▶ **Direction**
Leave out any picture and return the remaining listing below exactly as given.

......

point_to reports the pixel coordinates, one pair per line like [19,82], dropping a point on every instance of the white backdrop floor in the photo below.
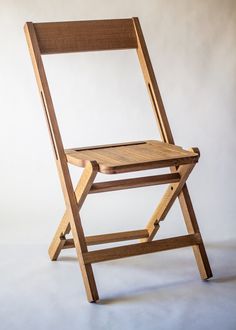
[157,291]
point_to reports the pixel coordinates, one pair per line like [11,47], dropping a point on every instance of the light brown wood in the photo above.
[192,227]
[80,36]
[167,201]
[152,87]
[132,157]
[63,37]
[109,238]
[166,134]
[81,191]
[134,182]
[141,248]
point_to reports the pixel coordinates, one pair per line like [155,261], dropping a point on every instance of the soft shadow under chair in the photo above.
[64,37]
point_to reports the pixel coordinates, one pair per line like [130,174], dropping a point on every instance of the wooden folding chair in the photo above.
[97,35]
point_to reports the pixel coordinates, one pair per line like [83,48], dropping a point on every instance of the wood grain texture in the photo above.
[81,191]
[132,157]
[167,201]
[152,86]
[192,227]
[61,162]
[109,238]
[63,37]
[80,36]
[134,182]
[141,248]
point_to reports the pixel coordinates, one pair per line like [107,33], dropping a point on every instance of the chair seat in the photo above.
[131,156]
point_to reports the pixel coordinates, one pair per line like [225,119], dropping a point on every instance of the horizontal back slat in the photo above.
[65,37]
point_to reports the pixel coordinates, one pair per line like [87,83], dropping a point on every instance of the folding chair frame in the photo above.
[38,41]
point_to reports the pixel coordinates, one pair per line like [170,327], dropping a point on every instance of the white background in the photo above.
[101,98]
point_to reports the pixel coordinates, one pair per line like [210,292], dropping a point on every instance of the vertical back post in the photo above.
[152,86]
[61,161]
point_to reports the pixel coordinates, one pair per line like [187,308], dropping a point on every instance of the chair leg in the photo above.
[167,201]
[71,220]
[64,228]
[193,228]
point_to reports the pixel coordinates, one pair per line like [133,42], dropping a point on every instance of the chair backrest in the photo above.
[79,36]
[64,37]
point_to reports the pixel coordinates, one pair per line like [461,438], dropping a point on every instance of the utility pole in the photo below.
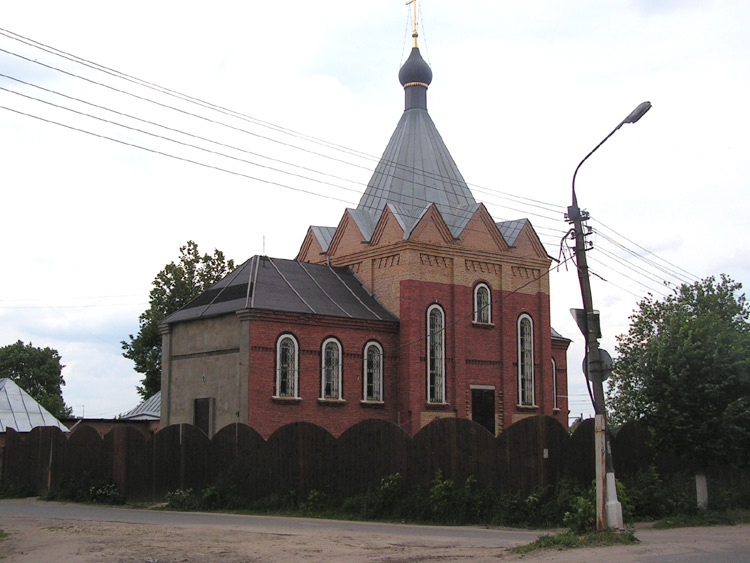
[609,510]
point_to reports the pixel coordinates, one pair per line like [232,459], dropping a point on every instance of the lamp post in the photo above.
[609,510]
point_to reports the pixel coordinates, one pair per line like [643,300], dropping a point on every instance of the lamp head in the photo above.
[637,113]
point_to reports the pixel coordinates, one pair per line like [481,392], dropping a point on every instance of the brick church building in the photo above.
[418,305]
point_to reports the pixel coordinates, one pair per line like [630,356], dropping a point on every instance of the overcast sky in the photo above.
[522,91]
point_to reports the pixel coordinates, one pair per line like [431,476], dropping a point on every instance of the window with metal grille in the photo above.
[330,385]
[435,355]
[373,375]
[482,304]
[554,385]
[287,366]
[525,361]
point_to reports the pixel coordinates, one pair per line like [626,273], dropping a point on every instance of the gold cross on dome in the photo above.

......

▶ **The response**
point_to reports the pixel coordinates, one pair per line like [19,82], dropping a point on every instance of the white backdrop floor in the photo below.
[157,291]
point_to reports the pixel coordinates, one pair per line like [11,47], dropping a point on every instance of the light brown wood in the photo above.
[192,227]
[80,36]
[167,201]
[152,87]
[132,157]
[63,37]
[109,238]
[166,134]
[81,191]
[134,182]
[141,248]
point_to reports the pixel coordinates, one pair per line like [155,261], dropping a point on every instance of the soft shadow under chair in the photo above.
[64,37]
point_to reports the pixel coordinates, one pair per line like [130,174], dropping a point on every instance of the wooden folding chair in the photo above.
[97,35]
point_to reports the pixel coordinates, one pair per line like [83,48], dropping a point on every instance of the wood grain texture in the photo above.
[81,191]
[132,157]
[167,201]
[152,86]
[192,227]
[61,162]
[109,238]
[63,37]
[80,36]
[134,182]
[141,248]
point_to reports the pixel coordinates, one pair per line like [107,33], dropping a point on every instance of the chair seat in the photo above.
[131,156]
point_to reports the pixel coordinates, one pair per line like [225,119], dropping a point on every instance of the horizontal back slat in the photo above.
[65,37]
point_to reports the pixel coordinates, one pair per line like [87,83], dropping a point on every instance of the folding chair frame in the photo above.
[38,41]
point_to reports the pixel coordinates, one pair per line like [170,327], dropping a point on every instance of the white background in the photo above.
[101,98]
point_to reports the pixel coordinates, one pair per line like [210,292], dropping a point on every instance of the vertical back post in the photo above.
[152,86]
[61,161]
point_to reports the pixel coordinates, one pair per line like [187,308], dropping a point on every instance of the chair leg in the photo above.
[167,201]
[71,220]
[64,228]
[193,228]
point_to reports the pixel coordinates, one pair per line like [133,42], dropping a point on every instance of the chair backrest in the photo above.
[79,36]
[64,37]
point_to reports the pixel coordinates, one pair per line like [461,438], dropping a point on every instance of the utility pole in the photo below.
[609,510]
point_to reports the pixel coordinates, one pair per line like [232,459], dropping a point on every instance of the lamp post in the photo above.
[609,510]
point_to reports the pixel coordinates, one pair per line like [643,300], dropping a point on every instance of the lamp head in the photo above.
[637,113]
point_to reports the pixel coordinates, one pair per line like [481,392], dropping a point on every instance of the brick church building in the photo above.
[418,305]
point_to reports the pixel coordinates, one pair per line like [630,356], dropping a point on every instance of the overcast sky in the photo above.
[522,91]
point_to reports the pixel coordinates, one pair per line like [431,476], dropping a point on every instance of the window with metal grille in the photo above.
[330,385]
[435,355]
[373,375]
[482,304]
[554,385]
[287,366]
[525,361]
point_to reports the pixel coordinates, one pair per line like [626,273], dropping a point on every instance of the gold cross on dome in the photo above.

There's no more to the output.